### [WHAT IS ASKED]
How many lines in the entries below contain the word "bowl"? Reply with the number alone.

### [LISTING]
######
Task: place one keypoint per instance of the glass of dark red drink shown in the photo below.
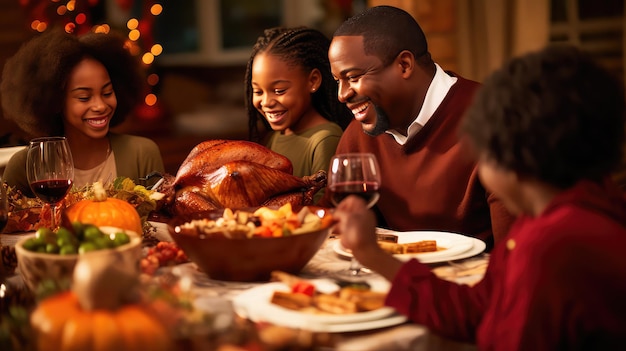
(50, 171)
(354, 174)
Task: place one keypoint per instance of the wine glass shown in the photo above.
(50, 171)
(4, 206)
(354, 174)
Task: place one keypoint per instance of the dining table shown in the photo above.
(388, 333)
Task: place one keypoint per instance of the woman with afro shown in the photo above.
(60, 84)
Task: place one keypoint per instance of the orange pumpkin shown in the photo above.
(61, 324)
(104, 211)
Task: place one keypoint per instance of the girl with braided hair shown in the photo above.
(291, 98)
(60, 84)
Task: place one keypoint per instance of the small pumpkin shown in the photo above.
(105, 211)
(98, 314)
(60, 323)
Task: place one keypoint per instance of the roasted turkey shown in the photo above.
(237, 174)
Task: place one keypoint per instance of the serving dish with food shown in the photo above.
(247, 245)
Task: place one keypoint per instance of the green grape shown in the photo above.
(86, 247)
(68, 249)
(92, 233)
(120, 238)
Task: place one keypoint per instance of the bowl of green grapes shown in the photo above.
(51, 255)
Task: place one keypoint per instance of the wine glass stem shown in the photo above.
(53, 220)
(355, 267)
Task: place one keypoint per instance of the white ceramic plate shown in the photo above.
(457, 246)
(255, 305)
(161, 232)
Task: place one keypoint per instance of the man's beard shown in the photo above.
(382, 123)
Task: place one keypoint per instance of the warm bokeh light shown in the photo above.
(156, 49)
(41, 26)
(81, 18)
(70, 27)
(134, 35)
(103, 28)
(150, 99)
(153, 79)
(156, 9)
(132, 23)
(147, 58)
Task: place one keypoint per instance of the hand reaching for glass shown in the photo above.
(357, 225)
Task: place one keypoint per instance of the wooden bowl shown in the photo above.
(37, 266)
(249, 259)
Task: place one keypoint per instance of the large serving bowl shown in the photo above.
(34, 267)
(249, 259)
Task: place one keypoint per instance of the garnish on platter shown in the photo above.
(304, 297)
(264, 222)
(409, 248)
(29, 214)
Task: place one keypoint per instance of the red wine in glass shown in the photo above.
(368, 191)
(4, 207)
(354, 174)
(51, 190)
(50, 170)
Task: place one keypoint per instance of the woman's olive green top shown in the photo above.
(135, 157)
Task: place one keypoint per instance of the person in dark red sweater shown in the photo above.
(406, 112)
(548, 130)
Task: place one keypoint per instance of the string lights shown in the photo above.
(76, 17)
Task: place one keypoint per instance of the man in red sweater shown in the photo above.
(406, 112)
(548, 129)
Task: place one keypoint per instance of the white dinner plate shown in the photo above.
(161, 231)
(456, 246)
(255, 305)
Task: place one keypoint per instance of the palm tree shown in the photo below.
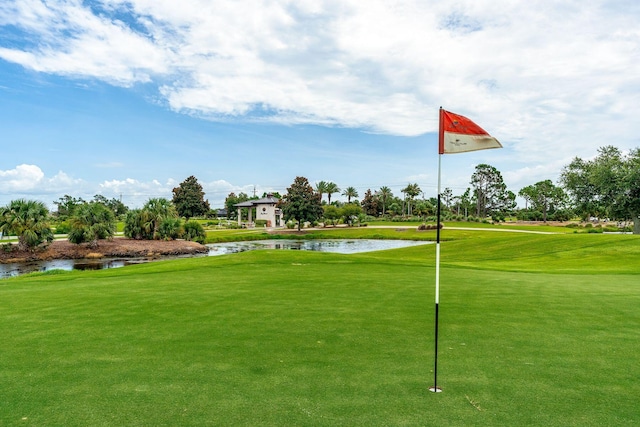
(350, 192)
(158, 210)
(411, 191)
(385, 194)
(321, 188)
(27, 219)
(330, 189)
(91, 222)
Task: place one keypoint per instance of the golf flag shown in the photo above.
(458, 134)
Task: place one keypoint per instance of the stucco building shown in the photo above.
(265, 209)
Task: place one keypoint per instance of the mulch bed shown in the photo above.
(114, 248)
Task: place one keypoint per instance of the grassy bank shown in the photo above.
(535, 330)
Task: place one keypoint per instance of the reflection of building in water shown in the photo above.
(265, 209)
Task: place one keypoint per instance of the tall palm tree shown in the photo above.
(330, 189)
(411, 191)
(27, 219)
(385, 194)
(158, 209)
(350, 192)
(321, 188)
(90, 222)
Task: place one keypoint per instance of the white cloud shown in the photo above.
(21, 178)
(546, 78)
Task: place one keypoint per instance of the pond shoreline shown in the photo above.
(112, 248)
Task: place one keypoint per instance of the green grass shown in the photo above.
(535, 330)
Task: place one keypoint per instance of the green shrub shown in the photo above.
(194, 231)
(63, 228)
(170, 228)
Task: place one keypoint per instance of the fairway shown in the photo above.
(534, 330)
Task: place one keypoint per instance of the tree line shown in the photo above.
(605, 187)
(91, 221)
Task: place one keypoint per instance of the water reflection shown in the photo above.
(215, 249)
(336, 246)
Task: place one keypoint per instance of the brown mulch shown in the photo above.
(114, 248)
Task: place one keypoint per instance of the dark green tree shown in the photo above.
(349, 213)
(544, 196)
(330, 215)
(370, 203)
(321, 188)
(27, 219)
(194, 231)
(606, 186)
(331, 188)
(350, 192)
(119, 209)
(490, 192)
(301, 203)
(385, 195)
(66, 206)
(188, 199)
(145, 223)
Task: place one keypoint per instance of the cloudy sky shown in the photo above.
(127, 98)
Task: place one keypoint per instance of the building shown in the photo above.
(265, 209)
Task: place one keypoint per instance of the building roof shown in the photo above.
(269, 200)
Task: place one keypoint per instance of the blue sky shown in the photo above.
(127, 98)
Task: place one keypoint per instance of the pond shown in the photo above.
(322, 245)
(215, 249)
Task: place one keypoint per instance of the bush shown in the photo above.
(170, 229)
(63, 228)
(194, 231)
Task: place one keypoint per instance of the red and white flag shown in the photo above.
(458, 134)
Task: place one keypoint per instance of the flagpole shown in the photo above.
(435, 387)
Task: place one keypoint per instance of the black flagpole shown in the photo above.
(435, 387)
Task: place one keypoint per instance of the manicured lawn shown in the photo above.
(535, 330)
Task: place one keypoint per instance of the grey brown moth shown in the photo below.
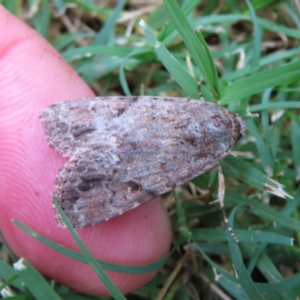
######
### [WORKED SOLUTION]
3